═══ DATA FOR PROCESSING ═══

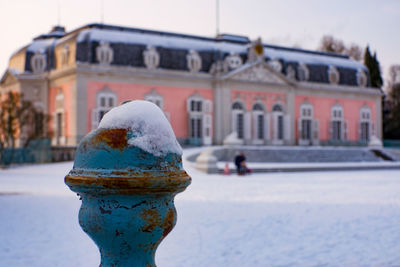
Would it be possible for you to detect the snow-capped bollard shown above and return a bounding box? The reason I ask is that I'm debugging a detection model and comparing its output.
[65,101,191,267]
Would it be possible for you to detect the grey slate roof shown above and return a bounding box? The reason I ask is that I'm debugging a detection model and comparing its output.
[21,24,369,86]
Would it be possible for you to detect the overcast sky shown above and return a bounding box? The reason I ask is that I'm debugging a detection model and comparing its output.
[0,0,400,85]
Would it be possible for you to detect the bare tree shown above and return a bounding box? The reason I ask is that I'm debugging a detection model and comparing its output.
[318,35,345,54]
[318,35,362,61]
[0,92,50,164]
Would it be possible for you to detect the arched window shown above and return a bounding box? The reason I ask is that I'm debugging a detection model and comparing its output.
[328,66,340,84]
[286,65,296,80]
[53,88,65,145]
[358,106,372,141]
[232,101,245,139]
[96,41,114,65]
[143,46,160,70]
[272,103,284,144]
[186,50,201,72]
[187,93,212,145]
[298,104,313,144]
[252,103,266,144]
[92,90,117,130]
[31,51,47,73]
[330,104,347,141]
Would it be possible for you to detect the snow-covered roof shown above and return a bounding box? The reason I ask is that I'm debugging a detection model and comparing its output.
[26,38,57,53]
[77,25,365,69]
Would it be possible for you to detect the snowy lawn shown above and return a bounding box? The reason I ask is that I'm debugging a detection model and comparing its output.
[0,154,400,267]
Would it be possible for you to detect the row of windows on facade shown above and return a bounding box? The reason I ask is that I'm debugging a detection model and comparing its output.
[232,102,373,144]
[96,42,367,86]
[31,42,367,86]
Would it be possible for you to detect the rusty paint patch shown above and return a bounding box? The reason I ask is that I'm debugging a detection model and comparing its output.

═══

*GOAL*: Can you put each line of the listing above into a Markdown table with columns headed Row and Line, where Row gives a running number, blank lines are skipped, and the picture is left out?

*WRITTEN RESPONSE*:
| Row | Line |
|---|---|
| 1 | Would it be possible for you to detect the snow-capped bollard shown above and return a bounding box? The reason I ask is that I'm debugging a detection model and comparing its output. |
| 2 | [65,101,191,267] |
| 3 | Would it be possible for you to detect the grey slate roof shown above and return a bounding box? The reason I ask is that I'm debugging a detection model and comparing its output. |
| 4 | [21,24,369,86] |
| 5 | Would it be possible for you to detect the overcast sky shown above and return a bounding box? The reason I ask is that I'm debugging a detection model and comparing its output. |
| 6 | [0,0,400,85] |
| 7 | Would it be possible for you to detect the bare tree shown above and return a bounding box? The reason I ask is that I'm debugging a detection model and comparing its output. |
| 8 | [318,35,345,54] |
| 9 | [318,35,362,61] |
| 10 | [0,92,50,164] |
| 11 | Would it be possible for you to detect the arched window shown above and return a bounding box? The reason I ask is that I'm debugging a detection model and comparing its output. |
| 12 | [328,66,340,84] |
| 13 | [286,65,296,80] |
| 14 | [53,88,65,145] |
| 15 | [358,106,372,141] |
| 16 | [232,101,245,139] |
| 17 | [96,41,114,65] |
| 18 | [143,46,160,70] |
| 19 | [272,103,284,144] |
| 20 | [186,50,201,72] |
| 21 | [187,93,212,145] |
| 22 | [298,104,313,144] |
| 23 | [252,103,266,144] |
| 24 | [92,90,117,130] |
| 25 | [31,51,47,73] |
| 26 | [330,104,347,141] |
| 27 | Would it be possible for you to detect the snow-covered roof shown above and return a bounding box? The reason I ask is that I'm debugging a detection model and comparing its output. |
| 28 | [26,38,57,53] |
| 29 | [77,25,365,69] |
| 30 | Would it be possible for you to detect the snowy lawn shown above and return a bounding box? The reason I ask is that I'm debugging a detection model and comparing its output. |
| 31 | [0,154,400,267] |
| 32 | Would it be possible for you to detect the row of windows on facade shown above and return a bounding box? The reason I ask is that I'm debugging a detection model and comparing its output. |
| 33 | [232,102,373,144] |
| 34 | [96,42,367,86] |
| 35 | [31,42,367,86] |
| 36 | Would it be possible for you to detect the rusty paint patch shown above and return a bounding box? The reason I ask is that I'm debugging a detection model and comparing its output. |